Project 5.18. Resonances and the asteroid belt
(a) A histogram of the number of asteroids versus their distance from the sun shows some
distinct gaps. These gaps, called the Kirkwood gaps, are due to resonance eﬀects. That is, if
asteroids were in these gaps, their periods would be simple fractions of the period of Jupiter.
Modify class Planet2 so that planet two has the mass of Jupiter by setting GM1 = 0.001*GM.
Because the asteroid masses are very small compared to that of Jupiter, the gravitational
force on Jupiter due to the asteroids can be neglected. The initial conditions listed in Planet2
are approximately correct for Jupiter. The initial conditions for the asteroid (planet one in
Planet2) correspond to the 1/3 resonance (the period of the asteroid is one third that of
Jupiter). Run the program with these changes and describe the orbit of the asteroid.
(b) Use Kepler’s third law, T 2/a3 = constant, to determine the values of a, the asteroid’s semimajor
axis, such that the ratio of its period of revolution about the Sun to that of Jupiter is
1/2, 3/7, 2/5, and 2/3. Set the initial value of x(1) equal to a for each of these ratios and
choose the initial value of vy(1) so that the asteroid would have a circular orbit if Jupiter
was not present. Describe the orbits that you obtain.

> Given instruction
In the asteroid belt project, what are the gaps in the histogram of asteroid distances called? The listing that follows was drawn from a separate source.

> Information supplied

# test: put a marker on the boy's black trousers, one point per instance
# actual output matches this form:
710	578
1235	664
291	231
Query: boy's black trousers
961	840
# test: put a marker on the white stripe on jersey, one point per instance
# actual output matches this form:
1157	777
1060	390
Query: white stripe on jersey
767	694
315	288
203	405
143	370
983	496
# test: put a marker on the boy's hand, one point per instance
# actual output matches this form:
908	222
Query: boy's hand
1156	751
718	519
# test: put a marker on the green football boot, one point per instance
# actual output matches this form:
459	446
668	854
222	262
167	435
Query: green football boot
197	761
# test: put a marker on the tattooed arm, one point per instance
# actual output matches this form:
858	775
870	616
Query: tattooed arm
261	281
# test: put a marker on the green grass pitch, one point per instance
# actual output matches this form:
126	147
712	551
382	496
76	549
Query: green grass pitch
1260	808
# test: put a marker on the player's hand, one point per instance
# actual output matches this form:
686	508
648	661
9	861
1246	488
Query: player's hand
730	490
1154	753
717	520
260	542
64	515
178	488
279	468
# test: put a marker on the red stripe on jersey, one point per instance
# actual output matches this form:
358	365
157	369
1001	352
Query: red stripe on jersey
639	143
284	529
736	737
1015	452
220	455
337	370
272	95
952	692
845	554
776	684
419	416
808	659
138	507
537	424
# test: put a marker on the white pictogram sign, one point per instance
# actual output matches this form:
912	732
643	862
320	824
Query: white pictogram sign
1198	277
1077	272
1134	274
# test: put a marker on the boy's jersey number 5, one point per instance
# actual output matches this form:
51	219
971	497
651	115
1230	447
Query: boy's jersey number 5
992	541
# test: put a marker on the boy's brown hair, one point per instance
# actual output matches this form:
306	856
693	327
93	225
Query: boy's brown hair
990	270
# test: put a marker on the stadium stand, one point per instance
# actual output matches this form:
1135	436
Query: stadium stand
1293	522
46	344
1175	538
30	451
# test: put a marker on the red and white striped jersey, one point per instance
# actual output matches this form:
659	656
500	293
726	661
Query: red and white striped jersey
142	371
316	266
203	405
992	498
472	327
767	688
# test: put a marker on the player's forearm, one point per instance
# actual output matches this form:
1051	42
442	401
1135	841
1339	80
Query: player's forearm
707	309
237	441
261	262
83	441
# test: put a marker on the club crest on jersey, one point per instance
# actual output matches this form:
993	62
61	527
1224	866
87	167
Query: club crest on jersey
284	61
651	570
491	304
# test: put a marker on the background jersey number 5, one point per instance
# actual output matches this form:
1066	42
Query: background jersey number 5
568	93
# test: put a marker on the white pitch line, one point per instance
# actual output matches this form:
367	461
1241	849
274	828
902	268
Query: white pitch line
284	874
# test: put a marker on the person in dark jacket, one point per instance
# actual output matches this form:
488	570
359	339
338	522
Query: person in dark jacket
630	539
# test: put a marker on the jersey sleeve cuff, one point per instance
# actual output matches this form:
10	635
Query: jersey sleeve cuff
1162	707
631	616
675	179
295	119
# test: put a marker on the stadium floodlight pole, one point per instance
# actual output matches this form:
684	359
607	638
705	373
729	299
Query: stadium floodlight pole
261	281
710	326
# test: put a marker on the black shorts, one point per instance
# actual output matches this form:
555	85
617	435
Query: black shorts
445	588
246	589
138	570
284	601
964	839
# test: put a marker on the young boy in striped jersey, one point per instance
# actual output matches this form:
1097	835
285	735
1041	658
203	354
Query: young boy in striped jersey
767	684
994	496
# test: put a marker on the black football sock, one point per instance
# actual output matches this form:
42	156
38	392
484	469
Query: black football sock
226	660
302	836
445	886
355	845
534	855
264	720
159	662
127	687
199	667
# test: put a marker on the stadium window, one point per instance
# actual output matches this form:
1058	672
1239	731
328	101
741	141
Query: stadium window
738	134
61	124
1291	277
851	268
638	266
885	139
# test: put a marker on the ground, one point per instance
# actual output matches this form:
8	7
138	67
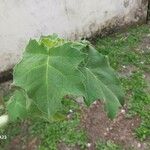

> Exercise result
The Kirkwood gaps.